What would be next? Just as travel became a leading application in the early Internet days, its avoidance will surely drive Virtual Presence technology. After all, business travel takes time, money, and energy (in a world that's becoming more aware of energy consumption, this is not a small issue). Also, let’s be frank: business trips are not often as fun or effective as we would all like them to be.

I once participated as a panelist in a conference, answering questions related to the aftermath of 9/11. One of the questions was how I would recommend companies reduce travel. Being a representative from the hospitality industry, my answer was plain and sincere: “please don’t cut your travel, just stay in one my company’s brands!”

Clearly, business travel avoidance is not good if you happen to be in the travel and hospitality business. Now, I know some of you may argue that travel avoidance was precisely the goal original videoconferencing was meant to achieve, but I’m not talking here about dated NTSC TV screen resolutions. Virtual Presence is all about truly replicating the experience of being in the same room with someone who may be several thousand miles away. Compared to that, existing videoconferencing systems are just primitive thinker toys.

To create Virtual presence, we will need a 3D scanner—perhaps a laser-based system that will rapidly trace each participant, digitizing the contour of their bodies and faces in real-time.

Next, we are going to need an extremely fast network to transfer the digitized information generated by the scanner. We will certainly need a very fast pipe to transfer what are certain to be terabytes of scanned data even after compression. Also, in order to rapidly compress this information, we’re going to need a very fast computer. After all, we still won’t be able to exceed the speed of light and there’s just so much information that can be transferred on a sub-second basis.

Fast computers on the receiving end will be needed to decode the scanned images and 3D technology will then be needed to project the resulting image, using hologram techniques, somewhere in the virtual conference room.

Do we really have the technologies to make this happen? Well, not quite yet, but we could be very close…

Huge bandwidth: Take the shift from analogue to digital spearheading novel uses for the telecommunication networks. The first time ever that telephone wires carried more digital data than voice conversation was in 1997. Yet, it took only 7 additional years before, of all the data transmitted across telephone networks, only 3% consisted of voice.

In 1999, Bell Labs was able to transmit 1.65 gigabits of information across a single fiber optic line in one second. This is equivalent to transmitting the entire contents of the Library of Congress in about six seconds. Only five years later, in 2004, a record announced at the Spring 2004 Internet2 Conference was the transmission of data over nearly 11,000 kilometers at an average speed of 6.25 gigabits per second, and in 2007 it went up to 9.08 gigabits per second.

» Data shown:
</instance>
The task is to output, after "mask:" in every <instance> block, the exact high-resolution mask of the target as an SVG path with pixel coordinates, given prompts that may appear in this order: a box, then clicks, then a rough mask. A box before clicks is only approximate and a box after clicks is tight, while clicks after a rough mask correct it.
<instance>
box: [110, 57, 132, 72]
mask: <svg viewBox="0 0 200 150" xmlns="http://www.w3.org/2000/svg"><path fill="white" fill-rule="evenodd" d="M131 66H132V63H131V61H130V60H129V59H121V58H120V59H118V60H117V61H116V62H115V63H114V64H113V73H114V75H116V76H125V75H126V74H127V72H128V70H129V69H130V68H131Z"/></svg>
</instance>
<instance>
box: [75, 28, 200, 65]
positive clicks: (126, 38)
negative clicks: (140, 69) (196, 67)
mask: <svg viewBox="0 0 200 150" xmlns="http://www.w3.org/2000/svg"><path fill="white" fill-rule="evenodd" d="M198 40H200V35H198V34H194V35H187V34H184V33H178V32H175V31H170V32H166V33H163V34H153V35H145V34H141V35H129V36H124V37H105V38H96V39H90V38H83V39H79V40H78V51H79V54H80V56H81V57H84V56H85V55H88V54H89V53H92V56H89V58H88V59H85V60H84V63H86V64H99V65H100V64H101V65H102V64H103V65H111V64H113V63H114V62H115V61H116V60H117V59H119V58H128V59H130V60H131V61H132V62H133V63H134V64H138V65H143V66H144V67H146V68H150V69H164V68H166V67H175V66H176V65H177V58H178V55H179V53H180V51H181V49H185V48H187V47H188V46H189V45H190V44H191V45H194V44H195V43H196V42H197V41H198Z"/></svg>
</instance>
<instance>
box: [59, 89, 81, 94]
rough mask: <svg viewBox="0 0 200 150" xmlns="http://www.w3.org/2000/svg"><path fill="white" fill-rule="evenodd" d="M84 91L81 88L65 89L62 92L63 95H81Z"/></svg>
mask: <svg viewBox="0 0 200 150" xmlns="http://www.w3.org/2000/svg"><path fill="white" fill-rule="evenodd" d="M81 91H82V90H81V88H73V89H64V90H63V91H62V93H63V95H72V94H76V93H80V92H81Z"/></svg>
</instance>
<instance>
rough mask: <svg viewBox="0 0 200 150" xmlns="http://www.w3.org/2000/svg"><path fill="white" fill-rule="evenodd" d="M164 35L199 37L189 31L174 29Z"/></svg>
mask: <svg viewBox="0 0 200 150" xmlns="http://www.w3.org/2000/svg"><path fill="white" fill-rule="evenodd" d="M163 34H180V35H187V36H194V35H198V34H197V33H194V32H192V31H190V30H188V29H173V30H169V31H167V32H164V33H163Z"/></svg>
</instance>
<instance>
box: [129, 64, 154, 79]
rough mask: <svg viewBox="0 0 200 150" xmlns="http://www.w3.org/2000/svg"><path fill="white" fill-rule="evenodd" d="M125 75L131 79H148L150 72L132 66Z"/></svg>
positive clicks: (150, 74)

» Prompt 1:
Summarize the Virtual Presence passage in two sentences.
» Prompt 2:
Output the part of the Virtual Presence passage that opens with the words containing "Clearly, business travel" and closes with "faces in real-time.".

» Task response 1:
Virtual Presence aims to replicate the experience of being in the same room with someone thousands of miles away, and the wish to avoid business travel will likely drive it. It would require a 3D scanner, very fast networks and computers, and hologram projection, and these technologies are not quite ready yet but could be very close, as fiber optic transmission speeds rose sharply between 1999 and 2007.</t1>

» Task response 2:
Clearly, business travel avoidance is not good if you happen to be in the travel and hospitality business. Now, I know some of you may argue that travel avoidance was precisely the goal original videoconferencing was meant to achieve, but I’m not talking here about dated NTSC TV screen resolutions. Virtual Presence is all about truly replicating the experience of being in the same room with someone who may be several thousand miles away. Compared to that, existing videoconferencing systems are just primitive thinker toys.

To create Virtual presence, we will need a 3D scanner—perhaps a laser-based system that will rapidly trace each participant, digitizing the contour of their bodies and faces in real-time.